Work item -
Starting with the line that contains "Reviewer note: every instance of the black lower", reproduce each line through the end of the entries exactly as written.

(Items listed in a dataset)

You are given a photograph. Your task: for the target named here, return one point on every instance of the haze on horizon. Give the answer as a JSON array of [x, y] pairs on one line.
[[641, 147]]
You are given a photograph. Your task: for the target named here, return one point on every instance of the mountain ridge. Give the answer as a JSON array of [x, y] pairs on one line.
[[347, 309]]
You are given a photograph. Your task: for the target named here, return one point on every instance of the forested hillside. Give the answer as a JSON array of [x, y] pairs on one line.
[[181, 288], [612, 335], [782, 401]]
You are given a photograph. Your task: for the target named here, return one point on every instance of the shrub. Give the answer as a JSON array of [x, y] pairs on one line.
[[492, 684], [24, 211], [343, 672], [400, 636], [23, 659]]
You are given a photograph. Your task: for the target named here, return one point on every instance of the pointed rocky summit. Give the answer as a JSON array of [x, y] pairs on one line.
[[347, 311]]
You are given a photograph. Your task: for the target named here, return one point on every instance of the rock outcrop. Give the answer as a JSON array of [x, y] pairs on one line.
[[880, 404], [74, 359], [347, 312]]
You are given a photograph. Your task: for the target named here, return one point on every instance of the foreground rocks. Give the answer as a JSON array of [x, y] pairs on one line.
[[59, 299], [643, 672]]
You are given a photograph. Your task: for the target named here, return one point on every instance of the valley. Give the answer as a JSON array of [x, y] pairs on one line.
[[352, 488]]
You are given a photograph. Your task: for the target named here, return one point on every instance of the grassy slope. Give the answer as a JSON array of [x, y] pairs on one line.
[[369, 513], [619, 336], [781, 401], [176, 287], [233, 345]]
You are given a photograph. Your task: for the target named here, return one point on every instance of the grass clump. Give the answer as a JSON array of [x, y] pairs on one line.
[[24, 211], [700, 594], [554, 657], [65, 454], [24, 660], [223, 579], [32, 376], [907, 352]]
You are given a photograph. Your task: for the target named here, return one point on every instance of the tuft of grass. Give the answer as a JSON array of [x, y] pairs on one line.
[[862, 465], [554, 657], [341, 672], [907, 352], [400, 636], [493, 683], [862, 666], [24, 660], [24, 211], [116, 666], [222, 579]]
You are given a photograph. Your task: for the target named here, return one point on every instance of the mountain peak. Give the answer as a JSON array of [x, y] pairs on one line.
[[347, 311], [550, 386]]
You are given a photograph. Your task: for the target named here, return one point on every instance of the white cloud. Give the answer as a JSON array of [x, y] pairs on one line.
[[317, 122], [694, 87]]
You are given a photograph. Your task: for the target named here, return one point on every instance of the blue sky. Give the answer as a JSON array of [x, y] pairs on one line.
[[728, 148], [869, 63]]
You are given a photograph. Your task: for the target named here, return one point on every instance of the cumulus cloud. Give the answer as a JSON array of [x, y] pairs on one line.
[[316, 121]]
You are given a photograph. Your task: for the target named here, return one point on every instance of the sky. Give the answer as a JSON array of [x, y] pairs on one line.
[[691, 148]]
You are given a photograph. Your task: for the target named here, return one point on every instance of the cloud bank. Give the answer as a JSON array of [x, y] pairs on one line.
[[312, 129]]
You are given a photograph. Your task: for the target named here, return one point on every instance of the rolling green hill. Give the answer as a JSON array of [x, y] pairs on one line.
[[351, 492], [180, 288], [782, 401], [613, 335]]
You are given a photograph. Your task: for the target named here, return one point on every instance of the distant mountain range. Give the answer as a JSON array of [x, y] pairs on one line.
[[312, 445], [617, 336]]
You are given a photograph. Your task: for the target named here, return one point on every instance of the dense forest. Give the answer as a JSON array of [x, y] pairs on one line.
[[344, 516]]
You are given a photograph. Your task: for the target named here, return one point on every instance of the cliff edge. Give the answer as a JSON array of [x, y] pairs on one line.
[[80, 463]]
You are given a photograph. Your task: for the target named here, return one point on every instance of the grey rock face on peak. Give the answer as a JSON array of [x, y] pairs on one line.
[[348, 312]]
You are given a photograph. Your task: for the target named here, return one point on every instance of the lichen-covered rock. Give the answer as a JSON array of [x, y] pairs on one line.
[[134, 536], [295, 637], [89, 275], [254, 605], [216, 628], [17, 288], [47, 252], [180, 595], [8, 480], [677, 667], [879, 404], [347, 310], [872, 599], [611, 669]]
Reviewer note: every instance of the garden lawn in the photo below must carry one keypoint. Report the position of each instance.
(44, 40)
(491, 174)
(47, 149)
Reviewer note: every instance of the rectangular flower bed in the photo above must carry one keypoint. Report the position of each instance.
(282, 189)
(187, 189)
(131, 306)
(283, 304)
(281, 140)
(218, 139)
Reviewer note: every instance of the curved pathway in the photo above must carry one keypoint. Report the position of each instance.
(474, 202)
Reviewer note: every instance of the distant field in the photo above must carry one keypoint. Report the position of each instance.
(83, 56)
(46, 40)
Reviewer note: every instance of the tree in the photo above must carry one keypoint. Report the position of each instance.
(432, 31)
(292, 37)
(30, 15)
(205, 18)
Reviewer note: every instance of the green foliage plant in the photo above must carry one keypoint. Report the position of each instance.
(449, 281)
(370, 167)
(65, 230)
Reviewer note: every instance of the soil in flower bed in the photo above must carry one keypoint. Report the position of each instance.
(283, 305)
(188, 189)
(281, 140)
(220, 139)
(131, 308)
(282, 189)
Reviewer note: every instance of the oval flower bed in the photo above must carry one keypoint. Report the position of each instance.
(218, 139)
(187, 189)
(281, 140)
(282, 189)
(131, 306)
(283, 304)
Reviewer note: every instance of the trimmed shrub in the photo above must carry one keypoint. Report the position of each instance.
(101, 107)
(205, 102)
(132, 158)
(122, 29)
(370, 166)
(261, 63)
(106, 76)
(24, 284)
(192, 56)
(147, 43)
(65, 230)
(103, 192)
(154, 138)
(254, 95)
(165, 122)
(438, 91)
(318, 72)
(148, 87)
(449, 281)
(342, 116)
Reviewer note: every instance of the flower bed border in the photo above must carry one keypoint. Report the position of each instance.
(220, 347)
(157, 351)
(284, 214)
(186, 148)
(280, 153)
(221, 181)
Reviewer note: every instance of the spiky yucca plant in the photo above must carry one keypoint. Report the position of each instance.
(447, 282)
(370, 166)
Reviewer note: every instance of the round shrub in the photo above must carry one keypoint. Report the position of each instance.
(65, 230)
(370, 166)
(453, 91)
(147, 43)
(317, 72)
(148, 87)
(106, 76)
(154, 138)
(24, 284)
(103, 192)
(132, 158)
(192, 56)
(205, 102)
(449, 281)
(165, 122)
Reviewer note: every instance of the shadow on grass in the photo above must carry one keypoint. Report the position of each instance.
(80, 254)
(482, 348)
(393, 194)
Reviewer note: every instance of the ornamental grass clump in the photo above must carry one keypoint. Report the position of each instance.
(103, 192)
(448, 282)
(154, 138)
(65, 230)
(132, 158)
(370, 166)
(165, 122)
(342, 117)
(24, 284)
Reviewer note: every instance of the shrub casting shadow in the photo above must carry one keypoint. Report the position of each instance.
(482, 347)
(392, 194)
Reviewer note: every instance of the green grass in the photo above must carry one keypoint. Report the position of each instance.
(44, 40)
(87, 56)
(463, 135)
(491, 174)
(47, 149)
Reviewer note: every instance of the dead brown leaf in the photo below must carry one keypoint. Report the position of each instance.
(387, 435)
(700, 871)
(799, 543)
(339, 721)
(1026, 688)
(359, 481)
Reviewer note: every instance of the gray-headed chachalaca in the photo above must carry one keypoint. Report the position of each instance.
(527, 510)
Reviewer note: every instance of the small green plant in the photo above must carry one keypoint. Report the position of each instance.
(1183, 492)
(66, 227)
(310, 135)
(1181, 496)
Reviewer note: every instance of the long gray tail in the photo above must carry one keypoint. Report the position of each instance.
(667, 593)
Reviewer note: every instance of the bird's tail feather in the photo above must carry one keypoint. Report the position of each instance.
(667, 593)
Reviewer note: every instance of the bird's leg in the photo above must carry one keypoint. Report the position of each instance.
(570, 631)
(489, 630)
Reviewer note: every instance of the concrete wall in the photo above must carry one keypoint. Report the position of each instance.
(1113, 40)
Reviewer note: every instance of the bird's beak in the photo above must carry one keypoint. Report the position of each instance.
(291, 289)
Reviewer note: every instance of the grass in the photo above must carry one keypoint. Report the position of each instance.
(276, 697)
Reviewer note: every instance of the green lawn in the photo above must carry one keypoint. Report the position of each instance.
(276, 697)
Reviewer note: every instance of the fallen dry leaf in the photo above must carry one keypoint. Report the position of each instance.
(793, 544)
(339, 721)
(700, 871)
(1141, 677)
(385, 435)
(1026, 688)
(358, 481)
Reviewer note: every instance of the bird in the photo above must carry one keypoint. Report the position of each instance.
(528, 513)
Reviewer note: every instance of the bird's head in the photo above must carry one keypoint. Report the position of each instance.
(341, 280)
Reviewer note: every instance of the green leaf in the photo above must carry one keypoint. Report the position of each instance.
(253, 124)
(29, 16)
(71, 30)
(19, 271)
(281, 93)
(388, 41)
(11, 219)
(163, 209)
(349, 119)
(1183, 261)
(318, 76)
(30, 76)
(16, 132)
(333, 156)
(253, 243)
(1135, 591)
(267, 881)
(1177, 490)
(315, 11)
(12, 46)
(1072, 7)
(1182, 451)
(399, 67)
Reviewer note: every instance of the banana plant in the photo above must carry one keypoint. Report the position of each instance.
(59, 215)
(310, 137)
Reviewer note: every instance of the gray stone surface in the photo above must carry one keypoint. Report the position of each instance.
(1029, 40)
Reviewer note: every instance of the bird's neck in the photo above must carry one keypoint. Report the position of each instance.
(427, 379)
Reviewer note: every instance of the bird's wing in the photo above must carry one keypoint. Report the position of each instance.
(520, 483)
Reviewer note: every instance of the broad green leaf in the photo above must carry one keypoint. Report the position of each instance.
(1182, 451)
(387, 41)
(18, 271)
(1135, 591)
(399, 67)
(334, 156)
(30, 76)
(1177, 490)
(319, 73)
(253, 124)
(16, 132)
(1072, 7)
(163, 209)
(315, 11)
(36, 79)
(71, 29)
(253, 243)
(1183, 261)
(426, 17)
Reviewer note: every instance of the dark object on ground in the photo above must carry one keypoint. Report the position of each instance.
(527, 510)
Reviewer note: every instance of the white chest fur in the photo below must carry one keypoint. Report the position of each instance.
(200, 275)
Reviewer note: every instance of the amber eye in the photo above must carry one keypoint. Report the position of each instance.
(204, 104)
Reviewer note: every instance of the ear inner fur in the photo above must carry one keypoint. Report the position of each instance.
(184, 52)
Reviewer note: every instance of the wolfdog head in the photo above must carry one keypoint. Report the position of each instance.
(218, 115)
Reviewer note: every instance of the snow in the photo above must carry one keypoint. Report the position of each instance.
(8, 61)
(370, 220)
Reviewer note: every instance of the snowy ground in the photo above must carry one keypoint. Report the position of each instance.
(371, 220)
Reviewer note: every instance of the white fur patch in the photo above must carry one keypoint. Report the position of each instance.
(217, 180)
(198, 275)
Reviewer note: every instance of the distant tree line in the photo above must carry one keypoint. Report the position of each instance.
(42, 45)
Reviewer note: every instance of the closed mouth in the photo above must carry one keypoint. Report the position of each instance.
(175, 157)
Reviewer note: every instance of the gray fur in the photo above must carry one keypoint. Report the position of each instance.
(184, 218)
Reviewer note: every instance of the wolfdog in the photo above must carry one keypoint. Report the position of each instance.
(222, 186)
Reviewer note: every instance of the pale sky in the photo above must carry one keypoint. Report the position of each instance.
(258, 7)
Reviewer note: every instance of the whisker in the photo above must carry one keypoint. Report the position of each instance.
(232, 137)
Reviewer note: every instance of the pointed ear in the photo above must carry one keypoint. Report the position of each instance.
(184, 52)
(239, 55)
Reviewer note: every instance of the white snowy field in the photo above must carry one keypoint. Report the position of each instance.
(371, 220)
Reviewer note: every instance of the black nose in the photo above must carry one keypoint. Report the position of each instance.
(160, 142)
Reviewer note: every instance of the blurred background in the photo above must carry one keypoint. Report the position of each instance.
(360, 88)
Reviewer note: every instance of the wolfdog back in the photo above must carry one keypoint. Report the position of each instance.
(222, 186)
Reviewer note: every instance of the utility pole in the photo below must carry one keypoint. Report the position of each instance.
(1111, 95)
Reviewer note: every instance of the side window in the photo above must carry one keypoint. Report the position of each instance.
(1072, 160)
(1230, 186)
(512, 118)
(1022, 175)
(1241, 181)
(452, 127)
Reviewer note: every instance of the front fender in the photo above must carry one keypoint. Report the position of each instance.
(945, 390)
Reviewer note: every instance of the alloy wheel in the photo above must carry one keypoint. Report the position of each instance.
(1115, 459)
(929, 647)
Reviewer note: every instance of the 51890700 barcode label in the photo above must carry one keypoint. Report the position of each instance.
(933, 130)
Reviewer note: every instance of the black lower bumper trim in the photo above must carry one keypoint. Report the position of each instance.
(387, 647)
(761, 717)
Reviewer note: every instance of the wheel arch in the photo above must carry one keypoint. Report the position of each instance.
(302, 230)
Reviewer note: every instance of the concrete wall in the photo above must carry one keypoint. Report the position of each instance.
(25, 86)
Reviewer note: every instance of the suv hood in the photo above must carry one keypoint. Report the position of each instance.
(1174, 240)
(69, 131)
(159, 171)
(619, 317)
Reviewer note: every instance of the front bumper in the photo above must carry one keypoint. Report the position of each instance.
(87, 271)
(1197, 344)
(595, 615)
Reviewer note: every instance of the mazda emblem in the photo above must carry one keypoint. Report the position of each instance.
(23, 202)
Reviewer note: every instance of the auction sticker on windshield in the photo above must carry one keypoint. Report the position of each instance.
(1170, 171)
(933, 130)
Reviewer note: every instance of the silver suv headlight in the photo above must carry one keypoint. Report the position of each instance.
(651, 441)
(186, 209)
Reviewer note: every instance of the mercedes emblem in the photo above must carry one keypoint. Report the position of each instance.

Solution to the exercise -
Reviewer note: every instance of the black lower bumper trim in the photo above must carry one keypoint. Report the position of each instance.
(387, 647)
(761, 717)
Reviewer note: every instance of the wheel arch in the photo above must carry one keypoint. Report the position of each instance.
(302, 230)
Reviewer note: every instance of the concrete wall in the photo above must carry one keypoint. Report the position of each instance.
(25, 86)
Reviewer note: every instance of the suv hood in the photo above must carry one keypoint. Report the position of each instance.
(1174, 240)
(69, 131)
(159, 171)
(619, 317)
Reviewer note: every instance of the front bumper in the photo above must carry one keypoint. Report the position of each instance.
(87, 271)
(1197, 344)
(595, 615)
Reviewer note: every instance of the mazda emblem in the photo above must carry one keypoint. Report the position of each instance.
(23, 202)
Reviewer note: every instance of the auction sticker on windshield in the photo above must carry one keypoint. Report the position of each instance.
(1170, 171)
(933, 130)
Reviewer note: every instance of the silver suv headlight in the photo above must carry one keypoint. Report the position of each instance.
(651, 441)
(186, 209)
Reviewer note: every instance of the mercedes emblem in the photo above must carry one keypoint. Report the position of each instance.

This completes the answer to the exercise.